* PROBLEM DETAILS *
Please reproduce the lines of the records from the start of the records through the line holding "positive clicks: (373, 591) (200, 684)", inclusive, leaving out the pictures.

=== Section Start ===

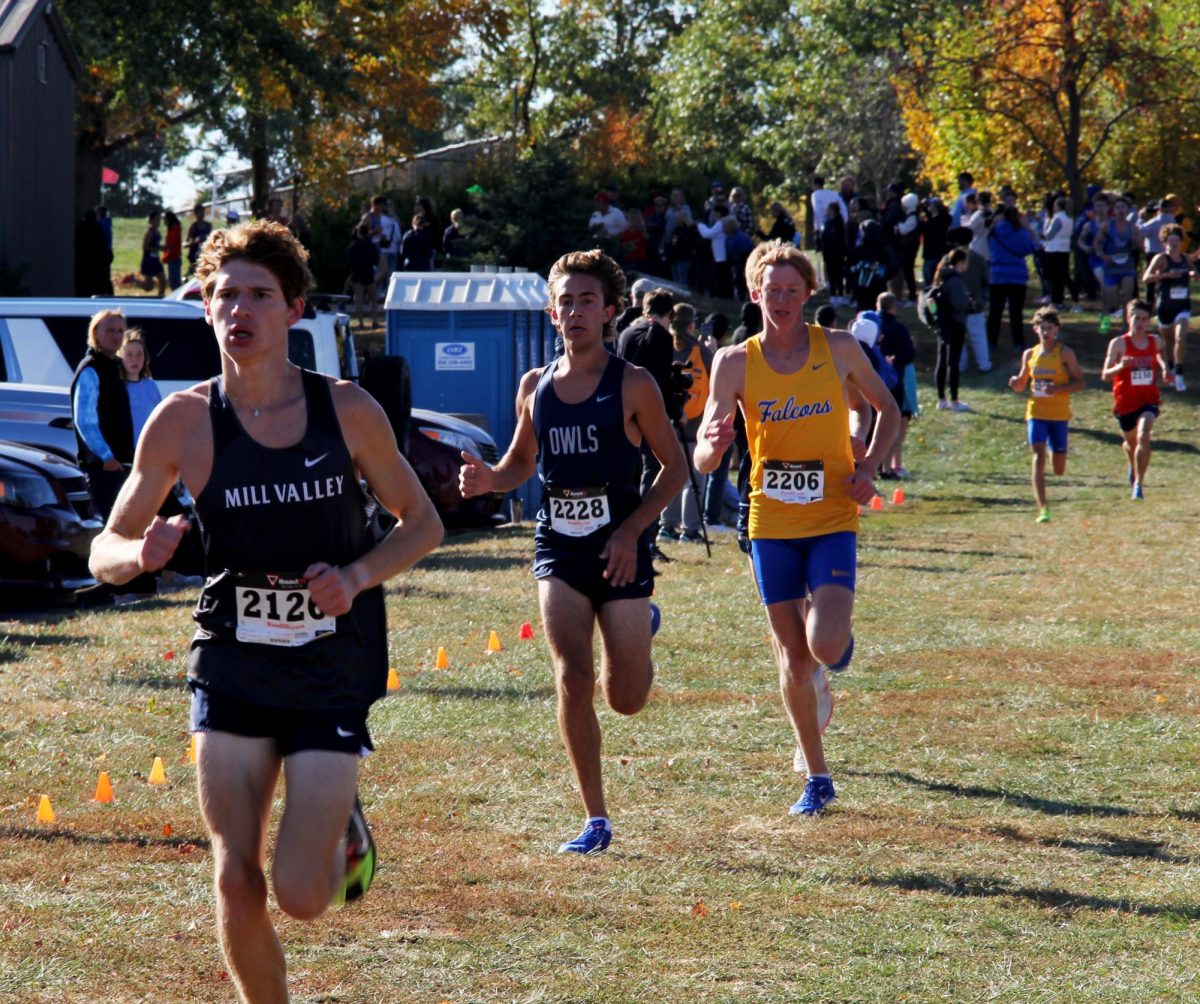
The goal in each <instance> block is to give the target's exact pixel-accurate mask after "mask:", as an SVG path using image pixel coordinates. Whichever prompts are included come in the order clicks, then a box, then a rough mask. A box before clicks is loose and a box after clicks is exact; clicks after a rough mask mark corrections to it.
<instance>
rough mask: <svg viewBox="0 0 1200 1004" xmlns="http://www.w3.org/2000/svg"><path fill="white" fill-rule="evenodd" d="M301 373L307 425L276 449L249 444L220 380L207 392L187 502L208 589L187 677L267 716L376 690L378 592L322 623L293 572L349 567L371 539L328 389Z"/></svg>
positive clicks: (373, 591) (200, 684)
mask: <svg viewBox="0 0 1200 1004" xmlns="http://www.w3.org/2000/svg"><path fill="white" fill-rule="evenodd" d="M301 375H302V381H304V392H305V408H306V413H307V426H306V428H305V433H304V437H302V438H301V439H300V441H299V443H296V444H295V445H293V446H286V447H282V449H271V447H268V446H263V445H260V444H259V443H257V441H256V440H254V439H252V438H251V437H250V434H248V433H247V432H246V431H245V428H242V425H241V422H240V421H239V420H238V416H236V415H235V414H234V409H233V403H232V402H230V401H229V397H228V396H227V395H226V392H224V387H223V385H222V383H221V379H220V378H218V377H217V378H214V379H212V383H211V385H210V390H209V395H210V404H209V416H210V419H211V422H212V473H211V475H210V476H209V481H208V483H206V485H205V486H204V491H203V492H200V494H199V498H197V500H196V513H197V517H198V522H199V530H200V541H202V543H203V546H204V555H205V569H206V571H208V581H206V583H205V585H204V590H203V593H202V594H200V599H199V602H198V603H197V607H196V612H194V614H193V619H194V620H196V623H197V624H198V625H199V627H198V630H197V632H196V637H194V638H193V639H192V651H191V661H190V667H188V679H190V680H192V683H194V684H197V685H199V686H202V687H204V689H206V690H211V691H215V692H218V693H228V695H232V696H233V697H236V698H239V699H241V701H248V702H252V703H256V704H263V705H268V707H272V708H295V709H331V708H366V707H368V705H370V704H371V702H372V701H374V699H376V698H377V697H379V696H380V695H382V693H383V692H384V690H385V686H386V672H388V668H386V660H388V648H386V642H388V639H386V629H385V625H384V609H383V589H382V587H374V588H373V589H367V590H365V591H364V593H361V594H359V595H358V596H356V597H355V600H354V605H353V607H352V609H350V612H349V613H348V614H346V615H344V617H338V618H331V617H328V615H326V614H325V613H324V612H323V611H320V608H319V607H317V606H316V605H314V603H313V602H312V600H311V597H310V595H308V590H307V589H306V588H305V583H304V579H302V575H304V571H305V569H307V567H308V566H310V565H311V564H313V563H314V561H326V563H329V564H331V565H346V564H349V563H350V561H353V560H355V559H356V558H360V557H361V555H362V554H365V553H366V552H367V551H370V549H371V547H372V546H373V543H374V540H373V536H372V535H371V533H370V530H368V528H367V518H366V512H365V503H366V499H365V495H364V492H362V489H361V487H360V485H359V481H358V476H356V473H355V469H354V463H353V461H352V459H350V453H349V450H348V449H347V446H346V441H344V440H343V439H342V431H341V426H340V425H338V422H337V414H336V411H335V410H334V399H332V393H331V391H330V387H329V381H328V380H326V379H325V378H324V377H322V375H320V374H318V373H311V372H308V371H301Z"/></svg>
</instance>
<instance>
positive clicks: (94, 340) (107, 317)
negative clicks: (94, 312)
mask: <svg viewBox="0 0 1200 1004" xmlns="http://www.w3.org/2000/svg"><path fill="white" fill-rule="evenodd" d="M110 317H119V318H120V319H121V320H122V321H124V320H125V312H124V311H120V309H118V308H116V307H106V308H104V309H102V311H96V313H94V314H92V315H91V320H89V321H88V345H89V347H90V348H94V349H100V345H98V344H97V343H96V329H97V327H100V323H101V321H102V320H107V319H108V318H110Z"/></svg>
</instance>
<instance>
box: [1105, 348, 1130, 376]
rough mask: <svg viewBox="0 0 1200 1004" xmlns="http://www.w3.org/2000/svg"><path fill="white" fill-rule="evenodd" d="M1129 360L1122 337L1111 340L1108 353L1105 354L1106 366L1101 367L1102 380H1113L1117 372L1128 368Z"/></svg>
mask: <svg viewBox="0 0 1200 1004" xmlns="http://www.w3.org/2000/svg"><path fill="white" fill-rule="evenodd" d="M1127 365H1128V360H1127V359H1126V354H1124V347H1123V344H1122V339H1121V338H1114V339H1112V341H1111V342H1109V351H1108V355H1105V356H1104V368H1103V369H1100V379H1102V380H1111V379H1112V378H1114V377H1115V375H1116V374H1117V373H1120V372H1121V371H1122V369H1124V368H1126V366H1127Z"/></svg>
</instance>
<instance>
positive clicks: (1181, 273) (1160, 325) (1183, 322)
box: [1141, 223, 1192, 393]
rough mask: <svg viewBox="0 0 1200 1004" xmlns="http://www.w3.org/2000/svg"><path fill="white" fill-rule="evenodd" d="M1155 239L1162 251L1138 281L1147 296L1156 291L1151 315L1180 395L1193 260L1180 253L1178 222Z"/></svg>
mask: <svg viewBox="0 0 1200 1004" xmlns="http://www.w3.org/2000/svg"><path fill="white" fill-rule="evenodd" d="M1158 239H1159V240H1160V241H1162V242H1163V244H1164V245H1165V251H1163V252H1160V253H1159V254H1156V255H1154V257H1153V258H1151V259H1150V264H1148V265H1147V266H1146V273H1145V275H1144V276H1142V277H1141V278H1142V282H1145V283H1146V290H1147V296H1148V295H1150V288H1151V287H1154V289H1156V295H1154V306H1156V311H1154V313H1156V315H1157V318H1158V330H1159V332H1160V333H1162V336H1163V344H1164V345H1165V347H1166V353H1165V356H1166V366H1168V368H1169V369H1170V371H1172V372H1174V373H1175V390H1177V391H1178V392H1180V393H1182V392H1183V391H1186V390H1187V389H1188V385H1187V383H1186V381H1184V379H1183V365H1184V355H1186V353H1187V347H1188V344H1187V338H1188V324H1189V323H1190V320H1192V291H1190V289H1189V283H1190V281H1192V258H1190V255H1187V254H1184V253H1183V251H1182V250H1181V248H1182V245H1183V228H1182V227H1181V226H1180V224H1178V223H1168V224H1166V226H1164V227H1163V228H1162V229H1160V230H1159V232H1158Z"/></svg>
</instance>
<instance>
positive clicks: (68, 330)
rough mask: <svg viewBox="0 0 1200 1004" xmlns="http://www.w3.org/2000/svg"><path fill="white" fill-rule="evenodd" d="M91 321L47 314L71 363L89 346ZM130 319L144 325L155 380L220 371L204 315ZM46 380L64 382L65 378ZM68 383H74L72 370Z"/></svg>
mask: <svg viewBox="0 0 1200 1004" xmlns="http://www.w3.org/2000/svg"><path fill="white" fill-rule="evenodd" d="M88 321H89V319H88V318H85V317H48V318H44V323H46V326H47V327H48V329H49V331H50V336H52V337H53V338H54V341H55V343H56V344H58V347H59V350H60V351H61V353H62V356H64V359H65V360H66V361H67V363H70V366H71V367H74V366H77V365H78V362H79V360H80V359H83V354H84V351H86V349H88ZM128 323H130V326H131V327H140V329H142V333H143V336H144V337H145V341H146V348H148V349H149V353H150V372H151V374H154V378H155V379H156V380H187V381H196V380H204V379H208V378H209V377H214V375H216V374H217V373H220V372H221V353H220V350H218V349H217V341H216V338H215V337H212V329H211V327H209V325H208V323H205V320H204V318H203V317H199V315H197V317H194V318H185V317H178V318H176V317H170V318H167V317H156V318H139V317H130V318H128ZM11 324H12V321H10V325H11ZM22 369H23V371H24V360H22ZM25 379H29V378H28V377H25ZM46 383H54V384H61V383H62V380H46ZM66 383H68V384H70V383H71V375H70V374H68V375H67V379H66Z"/></svg>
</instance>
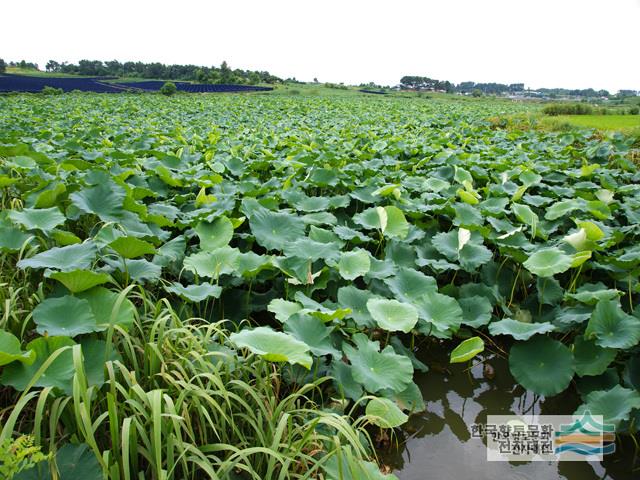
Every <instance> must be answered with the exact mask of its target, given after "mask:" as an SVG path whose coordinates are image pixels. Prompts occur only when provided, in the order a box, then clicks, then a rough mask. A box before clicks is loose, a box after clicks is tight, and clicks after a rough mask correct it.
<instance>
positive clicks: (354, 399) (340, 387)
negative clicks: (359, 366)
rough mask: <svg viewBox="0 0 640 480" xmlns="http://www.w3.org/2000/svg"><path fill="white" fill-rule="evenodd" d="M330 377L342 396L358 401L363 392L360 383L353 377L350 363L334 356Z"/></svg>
mask: <svg viewBox="0 0 640 480" xmlns="http://www.w3.org/2000/svg"><path fill="white" fill-rule="evenodd" d="M330 374H331V377H332V378H333V385H334V387H335V389H336V392H338V393H339V394H340V395H341V396H342V397H344V398H350V399H351V400H353V401H358V400H360V398H361V397H362V395H363V394H364V390H363V388H362V385H360V384H359V383H358V382H356V381H355V380H354V379H353V374H352V369H351V366H350V365H347V364H346V363H344V362H343V361H342V360H341V359H340V358H337V357H334V359H333V361H332V362H331V370H330Z"/></svg>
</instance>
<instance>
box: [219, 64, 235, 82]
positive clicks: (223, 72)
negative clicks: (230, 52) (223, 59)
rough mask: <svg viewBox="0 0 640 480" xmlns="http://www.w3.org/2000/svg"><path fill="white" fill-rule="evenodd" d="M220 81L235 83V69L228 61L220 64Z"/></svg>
mask: <svg viewBox="0 0 640 480" xmlns="http://www.w3.org/2000/svg"><path fill="white" fill-rule="evenodd" d="M220 83H233V71H232V70H231V68H229V65H228V64H227V62H226V61H224V62H222V65H220Z"/></svg>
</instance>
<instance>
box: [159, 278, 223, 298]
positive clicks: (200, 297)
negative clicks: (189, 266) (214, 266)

=== Section End ===

* RESULT *
The goal in each <instance> block is to give the target's exact pixel-accurate mask after "mask:", as an SVG path using image pixel coordinates. Whichever prompts are included come in the order clicks, then a box, then a rough mask. A box before clicks is loose and a box after clicks is exact; clicks after a rough mask mark corrections to it.
<instance>
rough mask: <svg viewBox="0 0 1200 1004" xmlns="http://www.w3.org/2000/svg"><path fill="white" fill-rule="evenodd" d="M301 373L307 425L276 449L249 444L220 380L207 392L187 502L208 589L187 677L267 716L376 690L378 592L322 623L293 572L349 567L371 539L328 389Z"/></svg>
positive clicks: (373, 591) (200, 684)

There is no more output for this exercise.